THE PROBLEM: In the rows below, copy everything from the line containing "Task: If you could identify the riverbank" down to the line containing "point(253, 80)", changing "photograph" to "image" throughout and leaving the rest unchanged. Leave the pictures out of your answer.

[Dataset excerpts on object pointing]

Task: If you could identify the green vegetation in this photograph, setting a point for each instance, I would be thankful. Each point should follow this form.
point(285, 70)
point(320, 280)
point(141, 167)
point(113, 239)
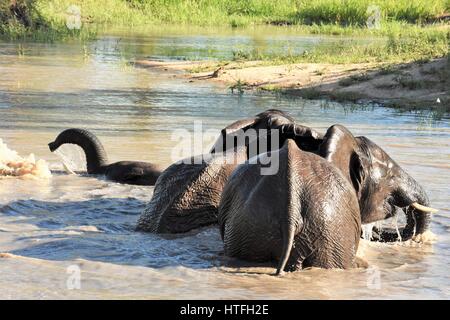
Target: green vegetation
point(47, 18)
point(25, 19)
point(246, 12)
point(399, 46)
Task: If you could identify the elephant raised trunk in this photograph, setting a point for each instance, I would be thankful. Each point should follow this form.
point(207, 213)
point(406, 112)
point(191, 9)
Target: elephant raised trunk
point(96, 157)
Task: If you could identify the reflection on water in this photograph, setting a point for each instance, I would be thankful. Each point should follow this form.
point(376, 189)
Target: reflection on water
point(48, 225)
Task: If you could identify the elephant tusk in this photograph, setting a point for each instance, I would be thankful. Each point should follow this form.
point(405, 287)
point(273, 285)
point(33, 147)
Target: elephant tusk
point(423, 208)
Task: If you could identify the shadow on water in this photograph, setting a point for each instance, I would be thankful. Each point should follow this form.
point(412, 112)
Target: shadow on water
point(103, 230)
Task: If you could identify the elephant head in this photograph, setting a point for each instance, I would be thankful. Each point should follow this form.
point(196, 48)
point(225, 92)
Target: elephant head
point(250, 133)
point(381, 185)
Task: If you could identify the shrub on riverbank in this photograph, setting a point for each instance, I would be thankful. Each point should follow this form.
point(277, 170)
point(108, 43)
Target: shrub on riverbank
point(24, 19)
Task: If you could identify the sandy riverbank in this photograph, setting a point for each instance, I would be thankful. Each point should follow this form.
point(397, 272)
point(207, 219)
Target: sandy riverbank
point(409, 85)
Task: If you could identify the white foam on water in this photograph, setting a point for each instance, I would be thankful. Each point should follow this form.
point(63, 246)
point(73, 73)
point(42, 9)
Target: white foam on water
point(13, 165)
point(72, 158)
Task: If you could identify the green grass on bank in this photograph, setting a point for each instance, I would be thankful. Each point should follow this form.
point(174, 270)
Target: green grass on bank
point(25, 19)
point(22, 17)
point(420, 46)
point(406, 25)
point(246, 12)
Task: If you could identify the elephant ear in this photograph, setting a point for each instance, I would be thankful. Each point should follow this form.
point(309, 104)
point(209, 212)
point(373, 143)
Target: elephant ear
point(341, 148)
point(268, 119)
point(306, 138)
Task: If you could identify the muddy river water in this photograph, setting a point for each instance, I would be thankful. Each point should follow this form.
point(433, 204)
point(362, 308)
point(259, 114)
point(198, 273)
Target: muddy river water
point(72, 236)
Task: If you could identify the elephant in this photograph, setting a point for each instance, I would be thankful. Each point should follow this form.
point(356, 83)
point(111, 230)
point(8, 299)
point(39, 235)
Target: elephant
point(309, 213)
point(187, 194)
point(126, 172)
point(383, 187)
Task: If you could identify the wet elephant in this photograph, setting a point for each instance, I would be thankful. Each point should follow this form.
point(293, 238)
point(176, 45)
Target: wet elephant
point(127, 172)
point(309, 213)
point(187, 195)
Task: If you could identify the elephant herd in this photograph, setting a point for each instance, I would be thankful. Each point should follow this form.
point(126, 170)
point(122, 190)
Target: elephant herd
point(305, 212)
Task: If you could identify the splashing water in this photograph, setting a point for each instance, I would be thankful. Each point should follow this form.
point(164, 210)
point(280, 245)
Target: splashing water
point(13, 165)
point(72, 158)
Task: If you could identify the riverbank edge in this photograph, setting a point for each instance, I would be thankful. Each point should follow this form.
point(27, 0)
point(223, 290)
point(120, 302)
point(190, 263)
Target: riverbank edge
point(412, 85)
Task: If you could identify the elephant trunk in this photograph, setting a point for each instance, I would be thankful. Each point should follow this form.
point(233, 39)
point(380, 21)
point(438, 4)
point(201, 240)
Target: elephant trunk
point(95, 153)
point(418, 220)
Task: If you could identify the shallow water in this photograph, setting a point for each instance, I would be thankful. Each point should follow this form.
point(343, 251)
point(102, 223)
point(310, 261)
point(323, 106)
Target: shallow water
point(49, 225)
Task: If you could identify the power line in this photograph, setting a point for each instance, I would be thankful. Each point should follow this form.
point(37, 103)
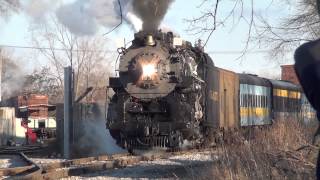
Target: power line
point(55, 49)
point(110, 51)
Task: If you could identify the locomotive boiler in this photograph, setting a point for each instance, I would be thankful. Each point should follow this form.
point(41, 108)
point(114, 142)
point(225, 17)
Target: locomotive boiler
point(170, 95)
point(159, 94)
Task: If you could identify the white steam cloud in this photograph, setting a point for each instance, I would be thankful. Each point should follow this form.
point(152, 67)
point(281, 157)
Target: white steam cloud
point(85, 17)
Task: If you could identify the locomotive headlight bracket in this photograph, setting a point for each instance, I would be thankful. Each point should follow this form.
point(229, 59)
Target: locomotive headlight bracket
point(148, 70)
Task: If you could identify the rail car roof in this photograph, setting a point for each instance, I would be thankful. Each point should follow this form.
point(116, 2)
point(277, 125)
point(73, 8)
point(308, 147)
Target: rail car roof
point(285, 85)
point(253, 80)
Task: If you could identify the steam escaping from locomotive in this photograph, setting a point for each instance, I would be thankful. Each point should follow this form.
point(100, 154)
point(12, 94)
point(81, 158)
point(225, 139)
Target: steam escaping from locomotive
point(151, 12)
point(83, 17)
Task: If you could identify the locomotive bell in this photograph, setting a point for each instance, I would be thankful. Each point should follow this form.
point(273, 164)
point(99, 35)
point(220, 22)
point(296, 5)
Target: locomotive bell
point(150, 41)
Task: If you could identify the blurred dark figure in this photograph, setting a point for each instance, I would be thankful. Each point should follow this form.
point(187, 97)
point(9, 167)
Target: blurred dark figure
point(307, 66)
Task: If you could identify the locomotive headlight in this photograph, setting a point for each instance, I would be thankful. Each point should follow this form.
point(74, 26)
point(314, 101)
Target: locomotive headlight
point(148, 70)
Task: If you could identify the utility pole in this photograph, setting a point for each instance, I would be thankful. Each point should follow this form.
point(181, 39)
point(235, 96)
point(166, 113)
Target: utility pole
point(0, 76)
point(68, 110)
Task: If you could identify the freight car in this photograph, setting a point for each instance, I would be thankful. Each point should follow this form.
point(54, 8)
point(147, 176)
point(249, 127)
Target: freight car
point(169, 94)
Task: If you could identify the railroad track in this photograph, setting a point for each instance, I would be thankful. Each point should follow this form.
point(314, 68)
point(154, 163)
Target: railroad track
point(82, 166)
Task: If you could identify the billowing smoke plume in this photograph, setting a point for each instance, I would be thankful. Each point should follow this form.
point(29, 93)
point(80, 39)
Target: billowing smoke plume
point(84, 17)
point(151, 12)
point(13, 76)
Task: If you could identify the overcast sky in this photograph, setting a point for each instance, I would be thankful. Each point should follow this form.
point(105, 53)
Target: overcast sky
point(223, 46)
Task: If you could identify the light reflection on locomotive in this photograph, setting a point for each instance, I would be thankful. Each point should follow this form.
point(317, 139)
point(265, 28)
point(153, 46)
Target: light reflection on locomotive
point(149, 70)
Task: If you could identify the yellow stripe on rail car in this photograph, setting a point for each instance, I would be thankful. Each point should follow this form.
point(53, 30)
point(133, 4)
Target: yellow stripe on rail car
point(287, 93)
point(259, 112)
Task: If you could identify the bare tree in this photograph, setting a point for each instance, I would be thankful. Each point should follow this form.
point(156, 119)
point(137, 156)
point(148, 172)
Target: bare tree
point(8, 6)
point(303, 26)
point(87, 55)
point(211, 19)
point(284, 37)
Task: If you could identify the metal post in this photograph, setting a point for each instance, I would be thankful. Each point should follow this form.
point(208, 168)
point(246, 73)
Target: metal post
point(0, 78)
point(67, 111)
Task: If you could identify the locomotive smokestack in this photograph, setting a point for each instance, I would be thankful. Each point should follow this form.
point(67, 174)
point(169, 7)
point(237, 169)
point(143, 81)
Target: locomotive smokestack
point(150, 41)
point(151, 12)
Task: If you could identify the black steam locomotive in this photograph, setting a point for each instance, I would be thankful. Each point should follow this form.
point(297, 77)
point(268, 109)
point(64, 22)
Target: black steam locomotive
point(169, 94)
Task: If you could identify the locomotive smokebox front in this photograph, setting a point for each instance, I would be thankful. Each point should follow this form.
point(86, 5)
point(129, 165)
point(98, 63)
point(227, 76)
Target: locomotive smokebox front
point(146, 72)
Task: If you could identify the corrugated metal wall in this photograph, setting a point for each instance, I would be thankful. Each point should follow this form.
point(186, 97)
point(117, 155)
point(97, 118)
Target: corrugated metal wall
point(7, 125)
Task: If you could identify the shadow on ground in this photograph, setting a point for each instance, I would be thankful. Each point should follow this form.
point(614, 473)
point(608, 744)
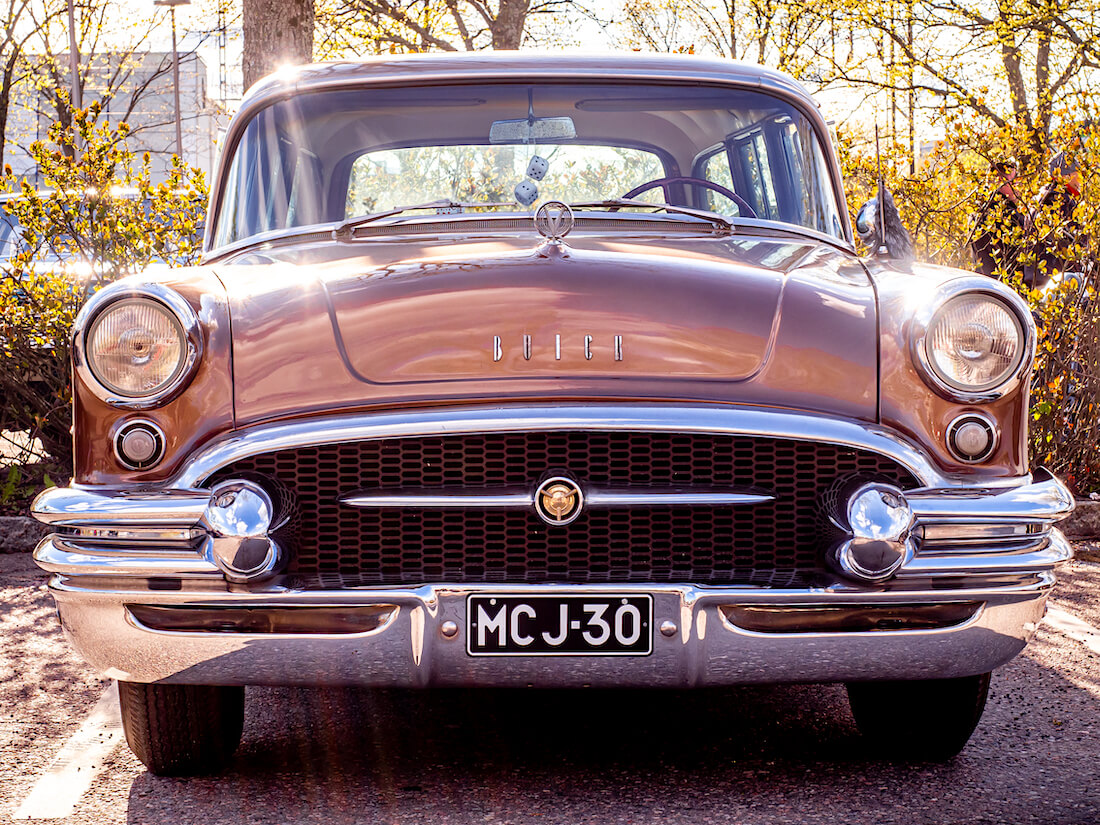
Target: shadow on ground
point(748, 755)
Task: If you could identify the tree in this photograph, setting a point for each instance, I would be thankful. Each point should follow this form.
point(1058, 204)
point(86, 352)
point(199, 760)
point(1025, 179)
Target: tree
point(787, 34)
point(14, 34)
point(1011, 64)
point(276, 33)
point(383, 26)
point(68, 240)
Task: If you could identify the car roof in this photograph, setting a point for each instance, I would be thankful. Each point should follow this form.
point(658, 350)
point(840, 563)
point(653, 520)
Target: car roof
point(472, 66)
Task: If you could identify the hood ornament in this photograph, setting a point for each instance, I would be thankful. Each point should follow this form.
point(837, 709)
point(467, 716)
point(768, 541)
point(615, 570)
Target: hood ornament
point(553, 220)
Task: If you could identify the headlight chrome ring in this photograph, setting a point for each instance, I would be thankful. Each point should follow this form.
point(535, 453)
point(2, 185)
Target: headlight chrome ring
point(925, 327)
point(154, 298)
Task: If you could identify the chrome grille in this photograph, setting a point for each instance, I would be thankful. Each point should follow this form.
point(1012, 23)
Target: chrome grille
point(778, 543)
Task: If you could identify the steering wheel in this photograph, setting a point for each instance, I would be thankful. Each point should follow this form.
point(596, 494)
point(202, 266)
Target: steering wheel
point(743, 206)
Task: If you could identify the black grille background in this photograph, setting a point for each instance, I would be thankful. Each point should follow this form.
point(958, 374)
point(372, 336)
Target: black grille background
point(776, 545)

RESULT FOR THIS TASK:
Task: If you could identify the riverbank edge in this image, setting a point for each instance, I would be thankful. Each point should follow this form.
point(27, 0)
point(223, 290)
point(120, 302)
point(190, 263)
Target: riverbank edge
point(412, 85)
Task: If you could identify the elephant trunk in this image, setting a point for each instance, I would be thankful. Each point should follow this form.
point(233, 39)
point(380, 21)
point(438, 4)
point(201, 240)
Target: elephant trunk
point(95, 153)
point(418, 220)
Task: If you could identify the shallow water in this image, setting a point for each instance, I would be thankful. Each point should follow this form.
point(343, 251)
point(102, 223)
point(310, 261)
point(323, 106)
Target: shallow water
point(49, 225)
Task: If you could identify the power line in this image, setting a point for each instance, I would be thankful. Each point should follow this form.
point(37, 103)
Target: power line
point(55, 49)
point(110, 51)
Task: If you could identify the locomotive boiler in this image, setting a point for each instance, I would be thankful. Each point should follow this form.
point(41, 108)
point(114, 142)
point(225, 17)
Target: locomotive boiler
point(170, 95)
point(159, 94)
Task: If you could identify the white steam cloud in this image, setting a point for each instance, I would be thankful. Each point should follow this form.
point(152, 67)
point(281, 157)
Target: white steam cloud
point(85, 17)
Task: If you could identify the locomotive headlight bracket in this image, setting a point for each instance, I would be thankful. Each point should follow this form.
point(229, 59)
Target: locomotive headlight bracket
point(148, 70)
Task: If you could identify the rail car roof in this image, setting a point for each instance, I would be thankful. Each point should follow this form.
point(116, 2)
point(277, 125)
point(73, 8)
point(308, 147)
Target: rail car roof
point(285, 85)
point(253, 80)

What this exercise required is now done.